SET PROBLEM: Take the records underneath and set them down exactly.

--- begin SOURCE RECORDS ---

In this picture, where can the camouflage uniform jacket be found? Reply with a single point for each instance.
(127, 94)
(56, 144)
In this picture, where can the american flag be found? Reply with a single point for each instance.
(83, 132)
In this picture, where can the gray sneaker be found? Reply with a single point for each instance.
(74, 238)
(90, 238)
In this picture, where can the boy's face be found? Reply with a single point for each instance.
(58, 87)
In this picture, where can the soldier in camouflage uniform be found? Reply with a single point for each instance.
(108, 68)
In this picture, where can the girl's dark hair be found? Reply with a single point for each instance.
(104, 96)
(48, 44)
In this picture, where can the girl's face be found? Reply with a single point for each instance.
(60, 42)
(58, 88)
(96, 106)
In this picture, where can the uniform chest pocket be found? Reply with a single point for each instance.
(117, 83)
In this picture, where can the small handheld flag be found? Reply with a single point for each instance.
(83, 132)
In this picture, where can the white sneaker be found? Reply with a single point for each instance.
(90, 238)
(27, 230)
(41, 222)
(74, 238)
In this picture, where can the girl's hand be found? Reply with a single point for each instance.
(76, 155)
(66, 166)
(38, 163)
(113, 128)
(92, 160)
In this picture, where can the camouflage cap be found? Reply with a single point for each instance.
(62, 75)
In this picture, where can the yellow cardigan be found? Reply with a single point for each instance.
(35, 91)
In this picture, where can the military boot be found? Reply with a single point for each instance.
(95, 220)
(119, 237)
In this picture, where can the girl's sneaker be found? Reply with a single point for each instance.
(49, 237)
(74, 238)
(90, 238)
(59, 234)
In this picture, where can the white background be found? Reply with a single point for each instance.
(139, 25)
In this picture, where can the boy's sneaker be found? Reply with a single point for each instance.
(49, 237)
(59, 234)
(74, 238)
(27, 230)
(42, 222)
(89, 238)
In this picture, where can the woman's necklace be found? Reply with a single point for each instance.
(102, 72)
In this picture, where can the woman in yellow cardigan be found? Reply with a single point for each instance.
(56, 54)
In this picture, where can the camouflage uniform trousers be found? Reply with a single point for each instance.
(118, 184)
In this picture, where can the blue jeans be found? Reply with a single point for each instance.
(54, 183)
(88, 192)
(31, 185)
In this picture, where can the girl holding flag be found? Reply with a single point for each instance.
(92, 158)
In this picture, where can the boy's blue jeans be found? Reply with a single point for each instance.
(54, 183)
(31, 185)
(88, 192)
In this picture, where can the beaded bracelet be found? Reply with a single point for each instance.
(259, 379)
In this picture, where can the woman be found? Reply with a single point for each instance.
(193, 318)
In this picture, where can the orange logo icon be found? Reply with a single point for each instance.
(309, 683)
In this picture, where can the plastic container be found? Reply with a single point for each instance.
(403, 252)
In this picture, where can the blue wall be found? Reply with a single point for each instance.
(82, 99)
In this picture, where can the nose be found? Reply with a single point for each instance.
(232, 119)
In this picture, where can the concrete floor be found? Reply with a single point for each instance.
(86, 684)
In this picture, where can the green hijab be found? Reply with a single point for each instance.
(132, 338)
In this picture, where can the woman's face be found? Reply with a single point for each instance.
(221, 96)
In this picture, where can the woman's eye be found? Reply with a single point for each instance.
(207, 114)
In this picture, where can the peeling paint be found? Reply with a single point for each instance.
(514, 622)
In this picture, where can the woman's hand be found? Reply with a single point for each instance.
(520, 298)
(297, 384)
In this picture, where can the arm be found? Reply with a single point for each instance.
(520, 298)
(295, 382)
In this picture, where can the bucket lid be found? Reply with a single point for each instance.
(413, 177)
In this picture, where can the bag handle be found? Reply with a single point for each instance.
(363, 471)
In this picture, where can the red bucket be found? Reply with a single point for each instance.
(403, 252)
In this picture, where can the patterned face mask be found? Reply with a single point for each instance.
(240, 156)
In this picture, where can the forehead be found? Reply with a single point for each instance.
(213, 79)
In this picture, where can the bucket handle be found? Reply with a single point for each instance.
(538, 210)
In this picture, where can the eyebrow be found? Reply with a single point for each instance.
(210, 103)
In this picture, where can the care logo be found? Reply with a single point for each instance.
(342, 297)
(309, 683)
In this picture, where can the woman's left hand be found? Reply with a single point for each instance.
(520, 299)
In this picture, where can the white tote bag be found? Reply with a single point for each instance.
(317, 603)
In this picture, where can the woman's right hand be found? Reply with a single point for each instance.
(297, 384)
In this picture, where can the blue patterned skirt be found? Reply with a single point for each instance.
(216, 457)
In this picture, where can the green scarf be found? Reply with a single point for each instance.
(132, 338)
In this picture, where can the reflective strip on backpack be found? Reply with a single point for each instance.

--- end SOURCE RECORDS ---

FULL ANSWER:
In this picture, where can the camouflage uniform jacket be found? Reply with a single point for each instance.
(127, 94)
(56, 144)
In this picture, where can the american flag be found? Reply with a single point for each instance.
(83, 132)
In this picture, where can the gray sneaker be found? Reply with a single point for each instance.
(74, 238)
(90, 238)
In this picture, where can the boy's face be found? Reply with a single point for each instance.
(58, 87)
In this picture, where can the soldier in camouflage uniform be found? Reply with a single point for each instance.
(108, 68)
In this picture, where can the girl's dark hair be found? Reply with a single point for each instance.
(104, 96)
(48, 44)
In this picture, where can the girl's face be found? Reply with a single point for each instance.
(60, 42)
(58, 88)
(96, 106)
In this picture, where can the uniform chest pocket be found? Reply with a single point for each instance.
(117, 83)
In this picture, where can the small handheld flag be found? Reply with a single point for each instance.
(83, 132)
In this picture, where can the white sneaker be found? Reply with a single point for each instance.
(90, 238)
(27, 230)
(41, 222)
(74, 238)
In this picture, where can the girl's hand be found? Reply with a single point for each instance.
(76, 155)
(66, 166)
(38, 163)
(113, 128)
(92, 160)
In this picture, where can the camouflage cap be found? Reply with a single point for each instance.
(62, 75)
In this picture, where can the yellow cardigan be found? Reply with a single point for each instance.
(35, 91)
In this picture, where can the military boot be found? Reply with a single point for each instance.
(95, 220)
(119, 237)
In this picture, where can the girl's sneaker be found? Reply with a single point for each instance.
(49, 237)
(74, 238)
(90, 238)
(59, 234)
In this picture, where can the white background be found? Reply with a single point for each instance.
(139, 25)
In this picture, where can the boy's sneaker be found? Reply with a single point for each instance.
(49, 237)
(59, 234)
(74, 238)
(27, 230)
(42, 222)
(89, 238)
In this picture, where can the woman's necklace be found? Reply with a single point for each instance.
(102, 72)
In this picture, where can the woman in yellow cardigan be found? Reply with a single point for each instance.
(56, 54)
In this picture, where can the camouflage uniform trousers be found? Reply with a single point for each instance.
(118, 184)
In this picture, where can the blue jeans be found? Reply with a single point for each instance.
(54, 183)
(88, 192)
(31, 185)
In this picture, where can the girl holding flag be found? Reply with a single point for each instance.
(92, 158)
In this picture, where can the boy's blue jeans be found? Reply with a single point for each instance.
(54, 183)
(31, 185)
(88, 192)
In this picture, where can the beaded bracelet be found? Reply with a single point for each instance.
(259, 379)
In this picture, where can the woman be found? Reply with a single point for each instance.
(193, 318)
In this picture, where can the orange logo icon be found? Reply with a single point for each instance.
(309, 683)
In this picture, where can the plastic container be found? Reply with a single point for each instance.
(403, 252)
In this picture, where can the blue wall be found? Reply with a single point for each instance.
(82, 99)
In this picture, where can the nose be found? Reply with a single point for each instance.
(232, 119)
In this picture, where can the concrete floor be found? Reply with a single point for each instance.
(86, 684)
In this picture, where can the green hijab be found? Reply with a single point for each instance.
(132, 338)
In this picture, where can the woman's face be found? Reply with a single point for each instance.
(221, 96)
In this picture, where can the woman's eye be found? Reply with a single point for each instance.
(207, 114)
In this picture, where can the peeling paint be found? Reply with a single point for each instance.
(514, 622)
In this picture, where can the woman's hand be found? Reply with a single point for each instance.
(520, 298)
(297, 384)
In this picture, where can the arm be found? Reply with a single point for each instance.
(520, 298)
(295, 382)
In this picture, where can the bucket lid be found? Reply with a single point for each instance.
(413, 177)
In this picture, where can the bag handle be found? Reply with a single point for each instance.
(363, 471)
In this picture, where can the red bucket be found? Reply with a single point for each instance.
(403, 252)
In this picture, where can the patterned face mask be found? Reply with a single point for each instance.
(240, 156)
In this picture, where can the forehead be found? Reply with a single point for each instance.
(213, 79)
In this picture, where can the bucket handle be found? Reply with a single point for each instance.
(538, 210)
In this picture, where can the eyebrow be found? Reply with a single point for each instance.
(210, 103)
In this picture, where can the care logo be found? Reply with a single point for each instance.
(342, 297)
(309, 683)
In this picture, where can the woman's left hand be found? Reply with a single point for each instance.
(520, 299)
In this picture, where can the white tote bag be found? Reply with a single point for each instance.
(317, 603)
In this picture, where can the woman's right hand be found? Reply with a single point for each instance.
(297, 384)
In this picture, where can the blue patterned skirt be found? Reply with a single point for each instance.
(216, 457)
In this picture, where can the green scarf be found? Reply with a single point for each instance.
(132, 338)
In this picture, where can the reflective strip on backpack be found? Reply with a single point for each instance.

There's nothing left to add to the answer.